>> Start
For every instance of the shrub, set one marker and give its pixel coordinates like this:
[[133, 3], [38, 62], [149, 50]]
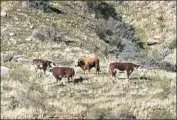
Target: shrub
[[172, 45], [102, 10], [48, 33], [38, 4]]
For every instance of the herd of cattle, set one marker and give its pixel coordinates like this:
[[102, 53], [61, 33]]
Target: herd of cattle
[[85, 63]]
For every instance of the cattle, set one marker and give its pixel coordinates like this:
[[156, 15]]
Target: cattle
[[129, 67], [87, 63], [63, 72], [42, 64]]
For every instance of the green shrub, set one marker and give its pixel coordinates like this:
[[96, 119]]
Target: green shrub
[[172, 45]]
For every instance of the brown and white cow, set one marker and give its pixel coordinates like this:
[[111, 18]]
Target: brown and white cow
>> End
▶ Exercise description
Rewrite the lines above as a JSON list of strings, one string per line, skipping blank lines and leaving out the pictures.

▶ Response to the task
[
  "For every instance of the shrub, set one marker and give its pixel coordinates like this:",
  "[[133, 3], [38, 62], [149, 50]]",
  "Target: shrub",
  "[[172, 45], [102, 10], [48, 33], [38, 4]]",
  "For every instance of the herd of cattle, set one marker and give its pixel coordinates like this:",
  "[[102, 53], [61, 33]]",
  "Target: herd of cattle",
  "[[85, 63]]",
  "For every instance of the cattle, set one marker and give its pixel coordinates like this:",
  "[[156, 15]]",
  "Target: cattle",
  "[[129, 67], [87, 63], [63, 72], [42, 64]]",
  "For every instance of the green shrub, set one marker and give its pixel coordinates like this:",
  "[[96, 119]]",
  "Target: green shrub",
  "[[172, 45]]",
  "For every instance of the brown and white cow, set one marker and give its pixel coordinates like this:",
  "[[111, 18]]",
  "Target: brown and white cow"
]